Render every line of the data below as a Markdown table with the columns "Row" and "Line", numbering each row and skipping blank lines. Leave the images out.

#### Records shown

—————

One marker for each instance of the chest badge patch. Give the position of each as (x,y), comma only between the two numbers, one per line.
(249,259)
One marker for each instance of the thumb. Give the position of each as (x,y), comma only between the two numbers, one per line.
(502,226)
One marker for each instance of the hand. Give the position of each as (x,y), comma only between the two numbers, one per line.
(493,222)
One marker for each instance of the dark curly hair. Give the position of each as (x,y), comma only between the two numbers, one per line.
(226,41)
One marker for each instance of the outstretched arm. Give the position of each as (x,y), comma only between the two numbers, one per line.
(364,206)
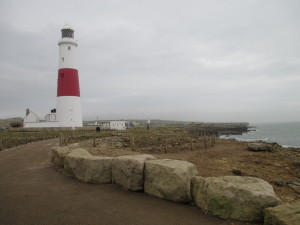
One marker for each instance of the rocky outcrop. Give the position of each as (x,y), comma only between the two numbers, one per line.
(287,214)
(88,168)
(233,197)
(59,154)
(260,146)
(71,159)
(169,179)
(128,171)
(294,184)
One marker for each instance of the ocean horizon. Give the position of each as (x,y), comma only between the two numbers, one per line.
(286,134)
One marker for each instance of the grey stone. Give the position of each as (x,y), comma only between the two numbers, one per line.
(59,154)
(169,179)
(233,197)
(287,214)
(88,168)
(128,171)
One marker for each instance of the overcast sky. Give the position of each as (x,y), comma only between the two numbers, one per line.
(193,60)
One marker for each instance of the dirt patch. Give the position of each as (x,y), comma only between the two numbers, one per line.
(220,157)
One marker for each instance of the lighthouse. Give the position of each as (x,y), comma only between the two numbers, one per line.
(68,105)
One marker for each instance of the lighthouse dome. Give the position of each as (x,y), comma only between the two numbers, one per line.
(67,31)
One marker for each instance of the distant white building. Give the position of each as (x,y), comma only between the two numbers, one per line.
(117,125)
(33,121)
(31,117)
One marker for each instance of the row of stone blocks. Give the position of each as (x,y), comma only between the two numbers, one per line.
(229,197)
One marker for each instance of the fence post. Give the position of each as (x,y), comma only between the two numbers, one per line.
(132,143)
(192,145)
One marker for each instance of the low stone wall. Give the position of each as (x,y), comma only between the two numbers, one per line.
(231,197)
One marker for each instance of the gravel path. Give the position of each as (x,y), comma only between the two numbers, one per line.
(32,192)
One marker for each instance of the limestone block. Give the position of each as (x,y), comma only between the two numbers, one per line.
(170,179)
(233,197)
(88,168)
(73,158)
(287,214)
(128,171)
(59,154)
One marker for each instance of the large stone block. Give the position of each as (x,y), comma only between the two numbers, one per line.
(233,197)
(169,179)
(72,158)
(59,154)
(128,171)
(287,214)
(92,169)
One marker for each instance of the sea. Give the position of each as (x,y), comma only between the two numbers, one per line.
(284,134)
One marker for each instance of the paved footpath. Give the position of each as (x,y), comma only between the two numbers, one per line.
(32,192)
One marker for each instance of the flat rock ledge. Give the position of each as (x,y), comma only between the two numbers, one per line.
(286,214)
(128,171)
(233,197)
(260,146)
(169,179)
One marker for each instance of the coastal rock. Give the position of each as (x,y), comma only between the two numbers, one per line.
(88,168)
(297,163)
(128,171)
(72,155)
(233,197)
(287,214)
(170,179)
(59,154)
(294,184)
(260,146)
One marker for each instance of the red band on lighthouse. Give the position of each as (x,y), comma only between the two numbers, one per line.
(68,83)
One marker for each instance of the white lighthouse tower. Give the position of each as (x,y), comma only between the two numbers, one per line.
(68,106)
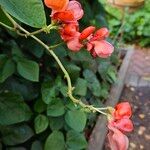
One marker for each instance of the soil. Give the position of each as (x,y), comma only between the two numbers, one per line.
(140,101)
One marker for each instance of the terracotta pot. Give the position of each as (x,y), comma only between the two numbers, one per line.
(129,3)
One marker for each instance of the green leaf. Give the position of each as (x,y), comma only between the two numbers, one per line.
(76,119)
(36,145)
(56,108)
(40,123)
(56,123)
(55,141)
(80,87)
(4,19)
(93,83)
(112,74)
(1,146)
(48,92)
(16,51)
(39,106)
(30,12)
(76,140)
(28,69)
(13,109)
(7,69)
(13,135)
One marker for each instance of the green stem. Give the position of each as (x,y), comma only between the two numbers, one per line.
(56,45)
(6,26)
(70,88)
(45,29)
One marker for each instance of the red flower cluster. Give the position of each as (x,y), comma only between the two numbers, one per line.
(118,125)
(67,13)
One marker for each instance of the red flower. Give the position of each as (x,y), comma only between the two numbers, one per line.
(100,48)
(68,31)
(74,44)
(124,124)
(57,5)
(72,12)
(97,45)
(122,110)
(87,32)
(117,140)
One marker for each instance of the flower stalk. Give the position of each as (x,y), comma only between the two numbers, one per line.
(19,30)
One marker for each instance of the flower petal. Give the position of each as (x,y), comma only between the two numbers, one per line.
(102,48)
(122,110)
(101,34)
(65,16)
(57,5)
(117,140)
(124,125)
(86,32)
(76,8)
(74,44)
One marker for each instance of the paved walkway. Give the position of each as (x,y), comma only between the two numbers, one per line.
(138,74)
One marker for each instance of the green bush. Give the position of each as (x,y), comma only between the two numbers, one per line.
(35,111)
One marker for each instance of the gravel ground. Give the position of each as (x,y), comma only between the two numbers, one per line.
(140,101)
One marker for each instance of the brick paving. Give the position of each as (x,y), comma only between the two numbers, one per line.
(138,74)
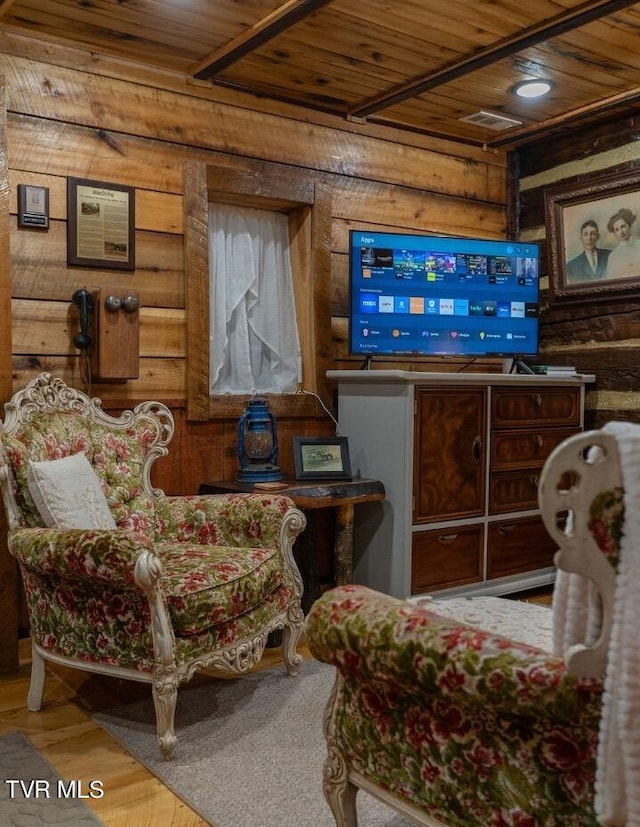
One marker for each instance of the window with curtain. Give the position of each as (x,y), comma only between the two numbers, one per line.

—————

#### Response to this task
| Row | Line |
|---|---|
| 1 | One marker for each instance of the chest badge patch. Give the position of each as (x,y), comma only between the two numbers, one per line. |
| 2 | (249,259) |
| 3 | One marker for each instance of the thumb. Give the position of each as (x,y), comma only between the two numbers, one per line. |
| 4 | (502,226) |
| 5 | One marker for each instance of the hand. Give the position of each as (x,y), comma only between the two numbers, one per line. |
| 6 | (493,222) |
| 7 | One marker for each instance of the dark curly hair. Give the position of each as (x,y), comma only between the two numbers, one per line. |
| 8 | (226,41) |
| 9 | One marker for each instance of the outstretched arm. Give the position of each as (x,y), comma only between the two numbers, one per line. |
| 10 | (364,206) |
| 11 | One marker for each instance of the rocky outcrop. Give the position of each as (x,y), comma only between the two numbers, one per line. |
| 12 | (287,214) |
| 13 | (88,168) |
| 14 | (233,197) |
| 15 | (59,154) |
| 16 | (260,146) |
| 17 | (71,159) |
| 18 | (169,179) |
| 19 | (128,171) |
| 20 | (294,184) |
| 21 | One marker for each instance of the ocean horizon. Give the position of each as (x,y), comma only between the two numbers, one per line. |
| 22 | (286,134) |
| 23 | One marker for each instance of the grey stone. Give the position of each as (x,y), comma only between the two numbers, one per line. |
| 24 | (59,154) |
| 25 | (169,179) |
| 26 | (233,197) |
| 27 | (287,214) |
| 28 | (88,168) |
| 29 | (128,171) |
| 30 | One marker for each instance of the overcast sky. Give the position of each as (x,y), comma only between the two numbers, one per line. |
| 31 | (193,60) |
| 32 | One marker for each instance of the dirt patch. Give the position of each as (x,y), comma only between the two numbers, one per line. |
| 33 | (220,157) |
| 34 | One marker for each instance of the lighthouse. Give the position of each as (x,y), comma only between the two numbers, one per line. |
| 35 | (68,105) |
| 36 | One marker for each instance of the lighthouse dome. Give the position of each as (x,y), comma only between the two numbers, one per line. |
| 37 | (67,31) |
| 38 | One marker for each instance of the distant white building. Give the position of each as (x,y), comma only between the two numbers, one per line. |
| 39 | (117,125) |
| 40 | (33,121) |
| 41 | (31,117) |
| 42 | One marker for each instance of the row of stone blocks. Give the position of each as (x,y), comma only between the two numbers, one per line. |
| 43 | (229,197) |
| 44 | One marker for each instance of the fence post. Give the position of each as (x,y), comma only between the two numbers, one per line. |
| 45 | (132,143) |
| 46 | (192,145) |
| 47 | One marker for each instance of the low stone wall. Give the position of each as (x,y), comma only between the two numbers, one per line. |
| 48 | (231,197) |
| 49 | One marker for each instance of the gravel path. Give the position of each as (x,y), comma only between the two numbers, one per line. |
| 50 | (32,192) |
| 51 | One marker for each instance of the limestone block. Give the position of each as (x,y), comma only between the two numbers, one per line. |
| 52 | (170,179) |
| 53 | (233,197) |
| 54 | (88,168) |
| 55 | (73,158) |
| 56 | (287,214) |
| 57 | (128,171) |
| 58 | (59,154) |
| 59 | One marker for each instance of the large stone block. Give the position of each as (x,y), comma only between the two numbers, one per line. |
| 60 | (233,197) |
| 61 | (169,179) |
| 62 | (72,158) |
| 63 | (59,154) |
| 64 | (128,171) |
| 65 | (287,214) |
| 66 | (92,169) |
| 67 | One marker for each instance of the sea. Give the position of each as (x,y), comma only between the two numbers, one per line. |
| 68 | (284,134) |
| 69 | One marker for each instance of the paved footpath. Give the position of each as (x,y), comma only between the two numbers, one per line. |
| 70 | (32,192) |
| 71 | One marker for each instance of the flat rock ledge. Give the position of each as (x,y), comma only between the two numbers, one per line. |
| 72 | (286,214) |
| 73 | (128,171) |
| 74 | (233,197) |
| 75 | (260,146) |
| 76 | (169,179) |
| 77 | One marker for each instance of the coastal rock. Give the position of each as (x,y), comma only between the two numbers, one per line. |
| 78 | (88,168) |
| 79 | (297,163) |
| 80 | (128,171) |
| 81 | (72,155) |
| 82 | (233,197) |
| 83 | (287,214) |
| 84 | (170,179) |
| 85 | (59,154) |
| 86 | (294,184) |
| 87 | (260,146) |
| 88 | One marker for each instance of the red band on lighthouse. Give the position of each as (x,y), comma only between the two numbers, one per line. |
| 89 | (68,83) |
| 90 | One marker for each instance of the white lighthouse tower. Give the position of each as (x,y), comma only between the two numbers, one per line. |
| 91 | (68,106) |
| 92 | One marker for each instance of the soil. Give the position of each as (x,y), comma only between the two numbers, one per line. |
| 93 | (140,101) |
| 94 | One marker for each instance of the terracotta pot. Give the position of each as (x,y), comma only between the two numbers, one per line. |
| 95 | (129,3) |
| 96 | One marker for each instance of the green leaf. Give the position of each as (x,y), comma only between the two numbers, one per line. |
| 97 | (76,119) |
| 98 | (36,145) |
| 99 | (56,108) |
| 100 | (40,123) |
| 101 | (56,123) |
| 102 | (55,141) |
| 103 | (80,87) |
| 104 | (4,19) |
| 105 | (93,83) |
| 106 | (112,74) |
| 107 | (1,146) |
| 108 | (48,92) |
| 109 | (16,51) |
| 110 | (39,106) |
| 111 | (30,12) |
| 112 | (76,140) |
| 113 | (28,69) |
| 114 | (13,109) |
| 115 | (7,69) |
| 116 | (13,135) |
| 117 | One marker for each instance of the green stem. Give the position of each as (x,y), comma only between the two numbers, one per line. |
| 118 | (56,45) |
| 119 | (6,26) |
| 120 | (70,88) |
| 121 | (45,29) |
| 122 | One marker for each instance of the red flower cluster. Give the position of each as (x,y), comma only between the two numbers, one per line. |
| 123 | (118,125) |
| 124 | (67,13) |
| 125 | One marker for each instance of the red flower. Give the position of each as (x,y), comma only between the two numbers, one per line. |
| 126 | (100,48) |
| 127 | (68,31) |
| 128 | (74,44) |
| 129 | (124,124) |
| 130 | (57,5) |
| 131 | (72,12) |
| 132 | (97,45) |
| 133 | (122,110) |
| 134 | (87,32) |
| 135 | (117,140) |
| 136 | One marker for each instance of the flower stalk. Give the position of each as (x,y), comma only between the two numbers, one per line. |
| 137 | (19,30) |
| 138 | One marker for each instance of the flower petal. Give the position of each as (x,y), comma only between the two numbers, one per line. |
| 139 | (102,48) |
| 140 | (122,110) |
| 141 | (101,34) |
| 142 | (65,16) |
| 143 | (57,5) |
| 144 | (117,140) |
| 145 | (124,125) |
| 146 | (86,32) |
| 147 | (76,8) |
| 148 | (74,44) |
| 149 | One marker for each instance of the paved walkway. Give the position of each as (x,y), comma only between the two numbers, one per line. |
| 150 | (138,74) |
| 151 | One marker for each instance of the green bush. Give the position of each as (x,y), comma only between the two numbers, one per line. |
| 152 | (35,111) |
| 153 | One marker for each instance of the gravel ground. Give the position of each as (x,y), comma only between the two numbers, one per line. |
| 154 | (140,101) |
| 155 | One marker for each instance of the brick paving. Give the position of each as (x,y), comma only between the two numbers, one per line. |
| 156 | (138,74) |
| 157 | One marker for each instance of the window with curtain. Give the position of each as (x,y), comma only between the two numbers, one per line. |